• [Supplied text]:
'Practical men, who believe themselves to be quite exempt from any intellectual influences, are usually slaves of some defunct economist', said John Maynard Keynes. One of these defunct ideas is the environmental Kuznets curve which assumes that environmental degradation tends to get worse as economic growth occurs until average income reaches a certain point after which further development will lead to improvement of the environment. Most of the decision-makers seem to be hostage to this idea.
In this blog post, George Monbiot writes about a group called economodernists in UK whose ideas seem very similar to what is very often propounded by many in India – modernization, development, technology, urbanization, emphasize manufacturing, etc., displaying a simple minded view of the environment and not considering for a moment the possibility that poverty may be an iatrogenic outcome of their proposals. Economists seem to be the perfect examples of what Peter Drucker said, 'Far too many people — especially those with great expertise in one area — are contemptuous of knowledge in other areas, or believe that being bright is a substitute for knowledge.'
They remind me of a line from an old Hindi song - naam bade aur darsan chote (famous names with short-term outlook). As Nassim Nicholas Taleb says in Antifragile, 'Where simplifications fail, causing the most damage, is when something nonlinear is simplified with the linear as a substitute.' And relationships in the environment are full of non-linearities. Economists are unaware of Orgel's second rule - "Evolution is cleverer than you are." (It does not imply that evolution has conscious motives or method but that the process of natural selection, though itself not intelligent, clever or purposeful, produces results that are ingenious.)
In Antifragile, Nassim Nicholas Taleb says that the worst problem of modernity is that one person gets the upside and a different person gets the downside 'with such transfer facilitated by the growing wedge between the ethical and the legal'. The decision-making elite living in cities are themselves not going to suffer from the terrible ill-effects of environmental devastation that the poor suffer from. This makes them contemptuous of environmental safeguards and makes them think that a concern for the environment is detrimental to economic growth. In an article by Ramachandra Guha, there was an extract from a book by John Kenneth Galbraith followed by comments by a Berkely geographer Carl Sauer:
if we are concerned about our great appetite for materials, it is plausible to seek to increase the supply, or decrease waste, to make better use of the stocks that are available, and to develop substitutes. But what of the appetite itself? Surely this is the ultimate source of the problem. If it continues its geometric course, will it not one day have to be restrained? Yet in the literature of the resource problem this is the forbidden question. Over it hangs a nearly total silence. It is as though, in the discussion of the chance for avoiding automobile accidents, we agree not to make any mention of speed!

• [Source material]:
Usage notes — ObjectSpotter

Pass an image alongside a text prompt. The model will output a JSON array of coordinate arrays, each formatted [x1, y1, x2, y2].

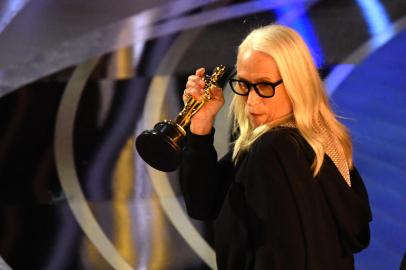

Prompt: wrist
[[190, 119, 214, 135]]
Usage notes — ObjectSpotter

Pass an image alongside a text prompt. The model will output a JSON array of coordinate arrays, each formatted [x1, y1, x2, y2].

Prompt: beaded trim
[[280, 120, 351, 187]]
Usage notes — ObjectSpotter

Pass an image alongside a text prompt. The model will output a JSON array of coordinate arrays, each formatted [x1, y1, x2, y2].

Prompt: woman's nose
[[247, 87, 261, 106]]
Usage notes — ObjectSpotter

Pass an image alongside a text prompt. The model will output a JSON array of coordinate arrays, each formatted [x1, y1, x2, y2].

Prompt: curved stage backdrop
[[0, 0, 406, 270]]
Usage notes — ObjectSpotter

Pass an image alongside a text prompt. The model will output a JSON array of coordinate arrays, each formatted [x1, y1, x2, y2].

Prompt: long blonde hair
[[231, 24, 352, 176]]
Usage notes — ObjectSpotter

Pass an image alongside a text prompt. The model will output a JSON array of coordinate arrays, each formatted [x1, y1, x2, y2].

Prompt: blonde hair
[[231, 24, 352, 176]]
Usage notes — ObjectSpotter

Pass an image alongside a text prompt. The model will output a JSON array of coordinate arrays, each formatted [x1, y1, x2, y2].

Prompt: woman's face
[[237, 50, 292, 127]]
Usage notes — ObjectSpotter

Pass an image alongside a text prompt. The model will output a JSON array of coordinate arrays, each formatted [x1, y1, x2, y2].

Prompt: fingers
[[183, 68, 205, 102], [195, 68, 205, 77]]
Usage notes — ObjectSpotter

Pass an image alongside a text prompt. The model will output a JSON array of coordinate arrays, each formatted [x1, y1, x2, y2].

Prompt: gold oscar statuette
[[135, 65, 225, 172]]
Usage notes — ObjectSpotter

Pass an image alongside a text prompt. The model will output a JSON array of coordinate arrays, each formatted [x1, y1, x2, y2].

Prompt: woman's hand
[[183, 68, 224, 135]]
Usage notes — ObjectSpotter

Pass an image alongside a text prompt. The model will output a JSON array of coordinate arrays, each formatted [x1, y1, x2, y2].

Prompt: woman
[[180, 25, 371, 270]]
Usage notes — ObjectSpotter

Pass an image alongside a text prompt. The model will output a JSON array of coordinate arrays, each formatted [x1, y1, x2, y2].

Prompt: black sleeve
[[245, 131, 305, 270], [180, 130, 234, 220], [321, 160, 372, 253]]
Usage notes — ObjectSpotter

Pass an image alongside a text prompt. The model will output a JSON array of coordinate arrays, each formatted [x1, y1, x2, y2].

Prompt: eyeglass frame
[[228, 79, 283, 98]]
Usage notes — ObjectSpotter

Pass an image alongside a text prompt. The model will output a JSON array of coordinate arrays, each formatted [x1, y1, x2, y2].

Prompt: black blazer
[[180, 128, 372, 270]]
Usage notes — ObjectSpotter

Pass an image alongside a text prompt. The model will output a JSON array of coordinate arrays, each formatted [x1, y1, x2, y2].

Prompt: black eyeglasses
[[229, 79, 283, 98]]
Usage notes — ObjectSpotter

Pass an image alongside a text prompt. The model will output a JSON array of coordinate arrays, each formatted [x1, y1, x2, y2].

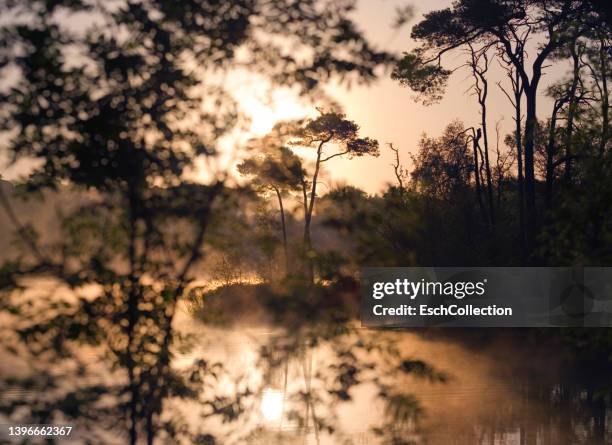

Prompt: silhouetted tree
[[0, 0, 395, 444]]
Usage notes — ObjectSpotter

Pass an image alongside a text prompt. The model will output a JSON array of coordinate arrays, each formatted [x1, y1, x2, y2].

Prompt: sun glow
[[239, 87, 313, 136], [260, 389, 284, 422]]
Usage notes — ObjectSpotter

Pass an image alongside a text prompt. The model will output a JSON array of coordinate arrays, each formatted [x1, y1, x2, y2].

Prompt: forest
[[0, 0, 612, 445]]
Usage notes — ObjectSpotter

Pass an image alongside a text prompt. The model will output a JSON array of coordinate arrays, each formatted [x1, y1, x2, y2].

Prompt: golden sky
[[0, 0, 564, 193]]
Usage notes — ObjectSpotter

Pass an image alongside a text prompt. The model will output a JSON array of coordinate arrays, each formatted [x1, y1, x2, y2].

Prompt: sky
[[0, 0, 565, 193]]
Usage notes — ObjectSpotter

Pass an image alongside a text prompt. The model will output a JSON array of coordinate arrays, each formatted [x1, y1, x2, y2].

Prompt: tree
[[0, 0, 395, 444], [289, 112, 379, 281], [393, 0, 599, 260], [238, 133, 304, 273]]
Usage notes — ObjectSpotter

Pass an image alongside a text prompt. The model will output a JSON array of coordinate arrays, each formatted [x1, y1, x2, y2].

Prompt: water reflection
[[175, 308, 612, 445]]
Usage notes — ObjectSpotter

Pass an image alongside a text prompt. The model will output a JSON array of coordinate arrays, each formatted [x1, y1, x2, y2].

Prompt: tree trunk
[[546, 99, 563, 211], [479, 84, 495, 226], [514, 83, 527, 264], [304, 138, 331, 283], [525, 83, 537, 255], [599, 39, 610, 157], [472, 131, 488, 222], [563, 42, 580, 184], [272, 186, 290, 274]]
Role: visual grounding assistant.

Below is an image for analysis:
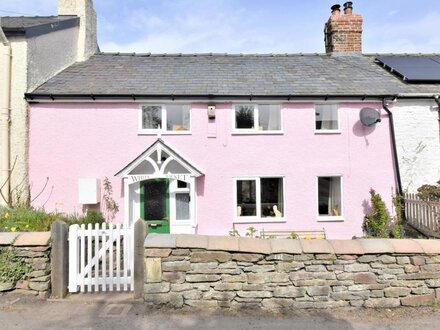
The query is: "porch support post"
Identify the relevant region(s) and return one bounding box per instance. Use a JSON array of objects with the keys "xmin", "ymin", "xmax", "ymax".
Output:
[
  {"xmin": 133, "ymin": 219, "xmax": 147, "ymax": 299},
  {"xmin": 123, "ymin": 178, "xmax": 131, "ymax": 227},
  {"xmin": 51, "ymin": 220, "xmax": 69, "ymax": 299}
]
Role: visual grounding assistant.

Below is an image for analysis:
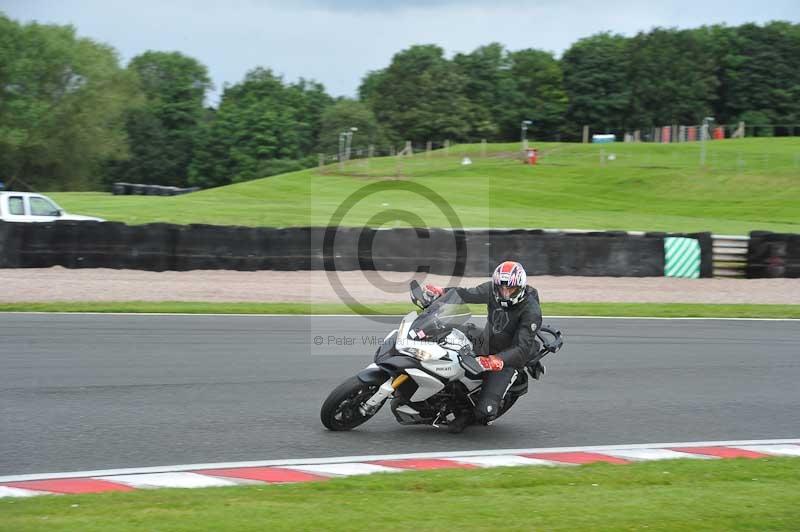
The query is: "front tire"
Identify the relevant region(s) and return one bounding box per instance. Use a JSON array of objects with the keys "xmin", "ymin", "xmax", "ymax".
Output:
[{"xmin": 319, "ymin": 377, "xmax": 383, "ymax": 431}]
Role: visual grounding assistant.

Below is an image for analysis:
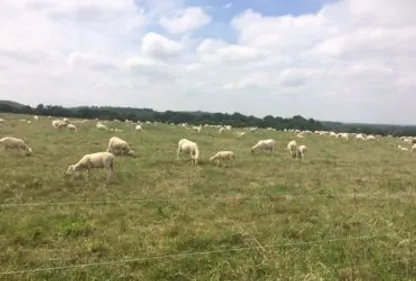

• [What you need to do]: In the text about economists and the environment, what is Orgel's second rule?

• [Response to this exercise]: "Evolution is cleverer than you are."